Start of Extract provided

When Poland’s presidential election campaign began in February, Rafal Trzaskowski was not even on the ballot. But a week before the vote, the liberal mayor of Warsaw is the main challenger to the incumbent, Andrzej Duda, who is backed by the ruling Law and Justice party (PiS).
Mr Trzaskowski, 48, was parachuted into the race last month, after the coronavirus pandemic forced the election, originally scheduled for May 10, to be postponed. This gave his Civic Platform party a chance to replace its struggling candidate Malgorzata Kidawa-Blonska, whose support had withered into single digits.
Five weeks later, backing for Mr Trzaskowski, the polyglot son of a jazz musician, has jumped to around 32 per cent, according to an aggregation of polls by Ben Stanley, associate professor at SWPS University in Warsaw.
Mr Duda still leads with around 42 per cent. But a run-off between the pair — which will be held if no candidate wins more than 50 per cent in the first round on June 28 — would see Mr Duda’s lead all but evaporate.
The stakes are high. Since 2015, the conservative-nationalist PiS has been able to rule largely unfettered, buttressed by Mr Duda’s support for its often controversial agenda. An opposition president, armed with the office’s veto powers, would be a check on the ruling party — and Mr Trzaskowski has made this one of his main selling points.
Andrzej Duda at a rally in Lubin on Monday. He has sought to portray his rival as a member of Warsaw’s liberal elite © via REUTERS
“Duda is a guy who is not independent . . . and in this day and age, we need a strong president who is going to control the monopoly of the government,” he said in an interview with the Financial Times.

End of Extract provided
Start of Material supplied

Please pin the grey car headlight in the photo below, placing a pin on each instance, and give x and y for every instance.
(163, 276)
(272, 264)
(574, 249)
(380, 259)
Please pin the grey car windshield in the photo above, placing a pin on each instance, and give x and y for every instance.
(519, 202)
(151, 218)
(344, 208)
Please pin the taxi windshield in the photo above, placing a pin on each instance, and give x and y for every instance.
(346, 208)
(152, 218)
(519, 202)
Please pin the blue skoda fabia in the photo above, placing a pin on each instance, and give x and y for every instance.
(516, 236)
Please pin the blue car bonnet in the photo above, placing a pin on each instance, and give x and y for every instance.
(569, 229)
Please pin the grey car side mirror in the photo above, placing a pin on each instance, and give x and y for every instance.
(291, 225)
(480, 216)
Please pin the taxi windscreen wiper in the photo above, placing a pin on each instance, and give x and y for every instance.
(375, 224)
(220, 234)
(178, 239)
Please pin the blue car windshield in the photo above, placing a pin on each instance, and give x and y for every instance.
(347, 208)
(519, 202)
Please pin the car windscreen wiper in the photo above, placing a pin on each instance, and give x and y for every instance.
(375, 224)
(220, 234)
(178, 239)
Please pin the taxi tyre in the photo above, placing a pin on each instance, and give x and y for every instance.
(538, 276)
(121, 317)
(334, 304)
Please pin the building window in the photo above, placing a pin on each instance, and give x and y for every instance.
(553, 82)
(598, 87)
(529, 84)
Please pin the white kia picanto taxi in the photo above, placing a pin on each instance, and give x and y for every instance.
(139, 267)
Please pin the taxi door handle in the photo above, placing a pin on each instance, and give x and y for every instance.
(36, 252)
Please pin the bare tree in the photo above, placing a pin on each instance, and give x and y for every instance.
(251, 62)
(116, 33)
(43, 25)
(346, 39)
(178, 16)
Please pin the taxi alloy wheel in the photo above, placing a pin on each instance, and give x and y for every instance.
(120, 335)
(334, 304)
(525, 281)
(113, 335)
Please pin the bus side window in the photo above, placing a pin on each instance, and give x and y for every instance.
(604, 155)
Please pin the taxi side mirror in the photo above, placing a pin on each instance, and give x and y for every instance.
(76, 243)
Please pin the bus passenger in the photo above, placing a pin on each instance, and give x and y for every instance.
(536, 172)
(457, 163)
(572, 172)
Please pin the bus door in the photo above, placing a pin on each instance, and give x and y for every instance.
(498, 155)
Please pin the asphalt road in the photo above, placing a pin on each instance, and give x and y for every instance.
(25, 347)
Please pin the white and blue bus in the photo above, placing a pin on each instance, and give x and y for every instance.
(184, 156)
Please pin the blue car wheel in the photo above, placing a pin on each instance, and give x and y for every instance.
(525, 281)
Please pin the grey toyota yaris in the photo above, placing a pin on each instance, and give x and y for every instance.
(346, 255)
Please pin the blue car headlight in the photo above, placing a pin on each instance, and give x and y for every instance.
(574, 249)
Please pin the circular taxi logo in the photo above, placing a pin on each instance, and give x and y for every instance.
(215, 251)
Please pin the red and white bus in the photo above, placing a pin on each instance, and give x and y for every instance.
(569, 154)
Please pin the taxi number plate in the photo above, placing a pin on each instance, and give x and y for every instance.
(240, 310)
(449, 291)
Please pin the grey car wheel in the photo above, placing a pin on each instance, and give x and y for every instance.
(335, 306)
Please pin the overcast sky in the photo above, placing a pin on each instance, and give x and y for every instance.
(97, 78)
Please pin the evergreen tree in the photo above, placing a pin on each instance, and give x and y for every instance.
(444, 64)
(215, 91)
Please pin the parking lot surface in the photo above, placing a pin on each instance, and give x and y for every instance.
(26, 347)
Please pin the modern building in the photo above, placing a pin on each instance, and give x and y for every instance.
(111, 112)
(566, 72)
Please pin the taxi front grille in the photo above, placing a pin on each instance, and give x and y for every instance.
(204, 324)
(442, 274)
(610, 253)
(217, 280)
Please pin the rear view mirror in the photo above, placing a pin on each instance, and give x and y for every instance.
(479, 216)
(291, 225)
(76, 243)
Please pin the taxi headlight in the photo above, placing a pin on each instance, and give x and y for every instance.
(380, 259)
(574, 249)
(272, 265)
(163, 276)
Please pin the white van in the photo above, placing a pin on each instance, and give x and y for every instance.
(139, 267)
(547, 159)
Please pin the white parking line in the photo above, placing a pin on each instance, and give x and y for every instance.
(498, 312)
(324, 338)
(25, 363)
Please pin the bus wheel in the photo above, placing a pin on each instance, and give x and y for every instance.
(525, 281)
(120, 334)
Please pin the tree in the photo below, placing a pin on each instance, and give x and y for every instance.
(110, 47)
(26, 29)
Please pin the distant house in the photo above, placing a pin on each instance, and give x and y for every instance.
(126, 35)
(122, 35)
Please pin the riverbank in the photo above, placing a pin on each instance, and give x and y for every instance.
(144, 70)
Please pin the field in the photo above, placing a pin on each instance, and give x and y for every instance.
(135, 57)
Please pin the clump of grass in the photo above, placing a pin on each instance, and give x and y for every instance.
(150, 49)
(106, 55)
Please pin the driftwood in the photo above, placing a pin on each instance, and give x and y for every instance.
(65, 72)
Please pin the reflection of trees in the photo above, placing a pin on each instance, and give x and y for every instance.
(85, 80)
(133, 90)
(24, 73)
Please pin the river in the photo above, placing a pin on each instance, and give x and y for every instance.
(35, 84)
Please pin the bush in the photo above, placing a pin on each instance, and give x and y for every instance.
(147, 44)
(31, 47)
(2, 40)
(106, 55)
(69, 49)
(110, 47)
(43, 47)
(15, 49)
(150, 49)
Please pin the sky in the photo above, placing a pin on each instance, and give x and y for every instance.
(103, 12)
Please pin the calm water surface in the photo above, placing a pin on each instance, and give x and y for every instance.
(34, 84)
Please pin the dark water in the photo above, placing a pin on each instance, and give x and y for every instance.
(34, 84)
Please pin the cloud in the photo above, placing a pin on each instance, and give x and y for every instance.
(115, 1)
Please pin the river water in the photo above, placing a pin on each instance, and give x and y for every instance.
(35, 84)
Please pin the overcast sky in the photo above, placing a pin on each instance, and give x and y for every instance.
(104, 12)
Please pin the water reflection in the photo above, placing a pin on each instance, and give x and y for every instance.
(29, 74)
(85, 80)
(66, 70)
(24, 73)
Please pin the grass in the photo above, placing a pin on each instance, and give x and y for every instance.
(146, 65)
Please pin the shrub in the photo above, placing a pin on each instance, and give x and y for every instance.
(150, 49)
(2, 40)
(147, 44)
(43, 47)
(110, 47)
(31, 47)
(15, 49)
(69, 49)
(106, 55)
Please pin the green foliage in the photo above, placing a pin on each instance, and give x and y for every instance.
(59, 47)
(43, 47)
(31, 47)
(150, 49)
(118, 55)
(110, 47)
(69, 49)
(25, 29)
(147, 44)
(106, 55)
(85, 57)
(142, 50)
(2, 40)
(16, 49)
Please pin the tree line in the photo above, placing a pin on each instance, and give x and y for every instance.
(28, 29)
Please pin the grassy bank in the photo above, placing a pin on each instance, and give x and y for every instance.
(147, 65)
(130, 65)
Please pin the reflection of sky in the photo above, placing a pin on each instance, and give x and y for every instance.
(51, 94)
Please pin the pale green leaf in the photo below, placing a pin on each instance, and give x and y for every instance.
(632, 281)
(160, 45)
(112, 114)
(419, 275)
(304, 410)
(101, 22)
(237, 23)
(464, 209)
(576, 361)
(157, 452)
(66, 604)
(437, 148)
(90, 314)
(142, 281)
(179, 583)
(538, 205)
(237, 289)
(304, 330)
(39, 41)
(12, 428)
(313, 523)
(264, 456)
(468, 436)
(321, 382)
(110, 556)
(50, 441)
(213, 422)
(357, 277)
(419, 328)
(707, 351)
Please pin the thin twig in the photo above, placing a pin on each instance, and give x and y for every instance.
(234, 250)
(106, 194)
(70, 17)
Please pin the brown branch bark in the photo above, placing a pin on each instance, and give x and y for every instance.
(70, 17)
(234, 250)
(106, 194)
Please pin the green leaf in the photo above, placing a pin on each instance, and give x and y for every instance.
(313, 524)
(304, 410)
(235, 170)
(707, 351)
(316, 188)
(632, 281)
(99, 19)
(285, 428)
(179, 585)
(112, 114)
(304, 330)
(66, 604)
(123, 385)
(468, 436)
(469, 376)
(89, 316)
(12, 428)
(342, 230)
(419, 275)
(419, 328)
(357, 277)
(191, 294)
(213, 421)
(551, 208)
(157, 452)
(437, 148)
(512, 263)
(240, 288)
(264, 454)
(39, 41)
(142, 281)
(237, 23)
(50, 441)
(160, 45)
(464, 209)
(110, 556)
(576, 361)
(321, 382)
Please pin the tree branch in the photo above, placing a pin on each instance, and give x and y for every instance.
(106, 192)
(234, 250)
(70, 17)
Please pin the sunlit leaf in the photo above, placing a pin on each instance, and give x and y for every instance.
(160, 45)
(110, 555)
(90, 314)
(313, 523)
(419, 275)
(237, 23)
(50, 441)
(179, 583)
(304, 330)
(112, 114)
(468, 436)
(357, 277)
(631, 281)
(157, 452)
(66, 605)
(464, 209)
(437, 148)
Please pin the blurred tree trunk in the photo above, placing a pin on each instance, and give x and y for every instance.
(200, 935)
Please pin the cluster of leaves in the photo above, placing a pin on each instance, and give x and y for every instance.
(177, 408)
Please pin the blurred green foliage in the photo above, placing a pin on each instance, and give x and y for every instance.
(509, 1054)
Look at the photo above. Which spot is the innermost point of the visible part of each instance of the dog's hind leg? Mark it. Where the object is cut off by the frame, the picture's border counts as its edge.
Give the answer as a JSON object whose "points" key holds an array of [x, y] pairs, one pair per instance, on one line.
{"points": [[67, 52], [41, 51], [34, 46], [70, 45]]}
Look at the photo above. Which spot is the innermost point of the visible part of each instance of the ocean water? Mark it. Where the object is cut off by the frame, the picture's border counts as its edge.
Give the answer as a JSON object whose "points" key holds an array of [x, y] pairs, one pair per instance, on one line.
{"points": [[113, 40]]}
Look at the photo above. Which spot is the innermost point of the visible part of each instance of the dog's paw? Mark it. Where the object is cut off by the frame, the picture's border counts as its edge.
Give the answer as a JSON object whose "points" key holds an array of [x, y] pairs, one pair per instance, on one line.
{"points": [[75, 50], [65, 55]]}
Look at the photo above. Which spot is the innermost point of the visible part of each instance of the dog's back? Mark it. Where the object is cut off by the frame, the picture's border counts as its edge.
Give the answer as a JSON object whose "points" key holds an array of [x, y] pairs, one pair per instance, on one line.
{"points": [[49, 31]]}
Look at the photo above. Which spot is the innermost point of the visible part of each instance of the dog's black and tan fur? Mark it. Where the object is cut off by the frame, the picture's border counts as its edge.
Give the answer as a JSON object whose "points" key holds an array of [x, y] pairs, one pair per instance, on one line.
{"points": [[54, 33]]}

End of Material supplied

Complete the following -
1. Please rewrite the paragraph of the article on Poland's presidential race beginning "Mr Trzaskowski, 48, was parachuted" as a short bulleted list that keeps its main facts.
2. Carry on the article on Poland's presidential race from the point where it ends.

Numbered responses -
1.
- Mr Trzaskowski, 48, entered the race last month.
- The coronavirus pandemic forced the election, first set for May 10, to be postponed.
- The delay let his Civic Platform party replace its struggling candidate, Malgorzata Kidawa-Blonska, whose support had fallen into single digits.

2.
“PiS promised people a strong state . . . but we are now seeing that it didn’t materialise.”
Mr Trzaskowski’s start has been quicker than his rivals expected. Given just six days by PiS to gather the 100,000 signatures needed to run for president, his campaign amassed 1.6m in four days, shaking up a race that had looked increasingly like being a coronation for Mr Duda.
“Trzaskowski has a good chance,” said Prof Stanley. “I would still make Duda favourite. He’s got the public media squarely behind him . . . he’s got that [government] machinery behind him. But the momentum at the moment is with the opposition, and Trzaskowski in particular.”
So far, Mr Trzaskowski’s rise in the polls has been built on re-energising Civic Platform voters. Many had drifted to other candidates after Ms Kidawa-Blonska called on them to boycott the May election, which PiS initially tried to avoid postponing despite the escalating pandemic.
“We don’t want Poland the way it is today,” said Olga, who had travelled 20km with her mother to watch Mr Trzaskowski speak at a rally in Legnica, a mid-sized town in western Poland. “I’m on the left side of Polish politics . . . Duda is not my president.”
If Mr Trzaskowski is to oust Mr Duda, though, he will also have to win over moderate conservatives.
“He won’t win just by mobilising the large towns and metropolitan areas. He’s also got to be able to win support in small town provincial Poland,” said Aleks Szczerbiak, professor of politics at the UK’s University of Sussex.
“A lot of the things that give him credibility with the big city urban electorate — the fact he comes across as very urbane, educated, speaking many languages, being very liberal on social and cultural issues — are potentially the things that are very problematic for him,” Prof Szczerbiak added. “He is well to the left on moral-cultural issues than the centre of gravity in Polish politics.”
PiS has sought to exploit this fact by portraying Mr Trzaskowski as a member of the Warsaw elite. It has used his support for LGBT rights to whip up fears among its voters about threats to traditional Catholic values. And state media has also sought to sow doubt over his support for the “500 plus” child benefit programme that has been one of PiS’s most popular policies among less well-off voters.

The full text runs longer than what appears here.